_Problems to work on_:
(1) Translate this sentence from the Steed passage below into French: "He was initially shown answering to several different superiors such as "One-Ten" and "Charles"."
(2) Continue the Steed passage below, starting after its final sentence.

_Text excerpt_:
He maintained a modest mews flat in London during the 1960s (first at 5 Westminster Mews, later at 3 Stable Mews) and drove a variety of elaborate, old-fashioned cars, including a Rolls-Royce and several different models of Bentley, one of which he calls Fido. In one episode also a Vauxhall 30/98 can be seen.
By The New Avengers, Steed had moved out to the country, to a manor house known as "Steed's Stud", and was no longer driving vintage cars, but contemporary Jaguars instead.

There are few details regarding his family, although he does refer to an Aunt Penelope (who sends him weighty rock cakes by post) in "Dead Man's Treasure", a 13-year-old nephew in "Legacy of Death" and teenage niece.

===The Avengers===
During the first season Steed's character was a more rough-and-tumble operative than the suave, sophisticated gentleman he became during the Gale and Peel eras. His most common style of dress as Dr. Keel's sidekick was a trenchcoat and suit, though the famous bowler hat and umbrella appeared as early as "The Frighteners", the 15th episode to be aired. Most of the first-season episodes are lost, but Macnee hints in his memoir that the bowler and brolly initially appeared earlier. During the show's budget-strained first season, Macnee supplemented his on-screen wardrobe with numerous items from his own wardrobe, including the bowler and umbrella. By the second season, Steed had dispensed with the trenchcoat and was found wearing the familiar three-piece suits with which he is afterward identified.

He was initially shown answering to several different superiors such as "One-Ten" and "Charles". During most of the Gale-Peel era the source of his orders was left a mystery. For the final season of the original series (the Tara King era) Steed was shown taking his orders from an obese man called "Mother" who used a wheelchair (and once from a blind woman named "Father").

In The New Avengers, Steed was shown working on his own, and it was suggested that he had moved into an administrative role in British intelligence, although that did not stop him from directly participating in missions.

Out of all his partners, he was closest to Mrs Peel; while their interaction was often laced with dry, sardonic wit on both sides, he respected her as an equal, and owed her his life on more than a few occasions. Regarding the question of whether they had a sexual relationship at any time, Macnee thought they went to bed on a very regular basis (just not in view of the camera), Rigg thought they were engaged in a very enjoyable extended flirtation that ultimately went nowhere, and Brian Clemens said he wrote them with the idea they'd had an affair before Emma's first appearance in the series.

_Supplied information_:
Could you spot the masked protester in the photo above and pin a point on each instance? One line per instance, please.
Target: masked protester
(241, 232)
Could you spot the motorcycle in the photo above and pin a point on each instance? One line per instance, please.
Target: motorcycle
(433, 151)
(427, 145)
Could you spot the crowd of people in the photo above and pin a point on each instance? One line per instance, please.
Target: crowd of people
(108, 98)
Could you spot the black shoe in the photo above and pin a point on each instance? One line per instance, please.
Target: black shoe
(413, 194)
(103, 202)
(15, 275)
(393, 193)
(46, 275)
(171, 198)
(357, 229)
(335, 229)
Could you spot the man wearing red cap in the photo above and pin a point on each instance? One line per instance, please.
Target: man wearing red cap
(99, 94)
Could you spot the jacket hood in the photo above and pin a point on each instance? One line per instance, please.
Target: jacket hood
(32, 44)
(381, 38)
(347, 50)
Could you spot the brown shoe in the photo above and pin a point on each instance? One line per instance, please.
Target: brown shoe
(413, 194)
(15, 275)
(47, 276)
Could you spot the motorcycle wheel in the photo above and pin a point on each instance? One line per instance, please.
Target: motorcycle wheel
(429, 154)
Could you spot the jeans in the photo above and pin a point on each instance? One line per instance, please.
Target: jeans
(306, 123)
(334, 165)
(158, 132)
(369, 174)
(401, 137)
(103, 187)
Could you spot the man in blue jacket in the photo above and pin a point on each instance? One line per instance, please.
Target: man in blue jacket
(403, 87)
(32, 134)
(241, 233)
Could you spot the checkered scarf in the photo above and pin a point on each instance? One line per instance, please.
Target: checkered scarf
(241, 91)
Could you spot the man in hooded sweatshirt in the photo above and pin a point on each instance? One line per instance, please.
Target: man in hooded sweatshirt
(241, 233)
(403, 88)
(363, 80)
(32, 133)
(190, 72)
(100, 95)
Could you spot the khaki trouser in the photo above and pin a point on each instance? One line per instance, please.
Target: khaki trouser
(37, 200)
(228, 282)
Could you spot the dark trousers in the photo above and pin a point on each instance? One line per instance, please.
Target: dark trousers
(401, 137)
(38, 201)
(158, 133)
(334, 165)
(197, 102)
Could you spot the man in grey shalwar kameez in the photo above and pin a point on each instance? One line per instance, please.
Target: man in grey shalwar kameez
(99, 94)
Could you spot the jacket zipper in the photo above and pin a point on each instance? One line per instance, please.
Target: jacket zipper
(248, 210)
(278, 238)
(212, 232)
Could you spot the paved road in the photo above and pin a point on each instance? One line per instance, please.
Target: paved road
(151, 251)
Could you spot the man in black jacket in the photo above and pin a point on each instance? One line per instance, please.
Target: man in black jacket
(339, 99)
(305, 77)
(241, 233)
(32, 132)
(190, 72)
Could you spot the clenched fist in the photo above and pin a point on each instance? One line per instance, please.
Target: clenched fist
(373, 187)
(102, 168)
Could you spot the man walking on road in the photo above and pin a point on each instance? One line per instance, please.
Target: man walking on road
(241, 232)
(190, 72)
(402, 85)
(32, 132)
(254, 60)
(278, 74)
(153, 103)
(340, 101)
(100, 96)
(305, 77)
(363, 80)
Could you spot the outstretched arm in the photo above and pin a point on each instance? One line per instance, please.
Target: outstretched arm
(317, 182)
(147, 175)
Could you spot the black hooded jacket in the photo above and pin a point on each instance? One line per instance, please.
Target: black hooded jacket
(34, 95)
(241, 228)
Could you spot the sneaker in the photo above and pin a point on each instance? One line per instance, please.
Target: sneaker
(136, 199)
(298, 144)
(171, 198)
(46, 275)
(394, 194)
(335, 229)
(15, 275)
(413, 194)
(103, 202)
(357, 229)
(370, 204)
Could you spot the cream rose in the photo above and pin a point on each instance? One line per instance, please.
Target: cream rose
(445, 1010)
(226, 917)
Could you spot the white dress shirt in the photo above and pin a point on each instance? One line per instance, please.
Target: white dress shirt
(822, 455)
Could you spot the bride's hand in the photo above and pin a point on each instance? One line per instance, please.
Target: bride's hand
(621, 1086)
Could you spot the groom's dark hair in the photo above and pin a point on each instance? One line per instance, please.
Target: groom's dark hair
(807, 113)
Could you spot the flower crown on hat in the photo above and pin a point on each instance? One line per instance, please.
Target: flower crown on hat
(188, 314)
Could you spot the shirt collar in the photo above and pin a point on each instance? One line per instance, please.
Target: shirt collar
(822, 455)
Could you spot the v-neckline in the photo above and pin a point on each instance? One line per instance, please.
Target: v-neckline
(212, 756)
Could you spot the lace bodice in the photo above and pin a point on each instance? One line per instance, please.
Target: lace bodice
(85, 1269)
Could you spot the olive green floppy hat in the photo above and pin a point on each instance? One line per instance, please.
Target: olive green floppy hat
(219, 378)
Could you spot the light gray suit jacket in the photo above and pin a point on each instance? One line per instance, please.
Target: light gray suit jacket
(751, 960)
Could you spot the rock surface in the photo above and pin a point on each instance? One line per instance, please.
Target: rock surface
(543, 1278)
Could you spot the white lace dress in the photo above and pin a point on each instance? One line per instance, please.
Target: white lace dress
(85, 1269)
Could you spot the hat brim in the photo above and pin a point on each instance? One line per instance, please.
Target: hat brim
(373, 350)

_Answers by item_:
(1) Au départ, on le montrait sous les ordres de plusieurs supérieurs différents, tels que « One-Ten » et « Charles ».

(2)
==Description==
One of Steed's trademarks was his impeccable dress, often consisting of a three-piece suit, sometimes in styles that harkened back to the early 20th century, along with a trademark bowler hat, and always carried an umbrella. His umbrella, with its distinctive whangee handle, was designed by British umbrella maker Swaine Adeney Brigg. His bowler and umbrella were in fact his favourite weapons.
The umbrella contained a concealed sword, though he seldom actually drew the blade, more frequently using the umbrella itself as a striking and hooking weapon. Other specially-equipped umbrellas included one that featured a sound recorder, one with a tip that could emit knock out gas, one with a camera hidden under the handle for covert photography, and one that contained measures of whisky. (The swordstick featured in the title sequence was made by venerable English umbrella maker James Smith & Sons.)
The bowler had a metal plate concealed in its lining and was very hard, it could stop bullets and knock down opponents.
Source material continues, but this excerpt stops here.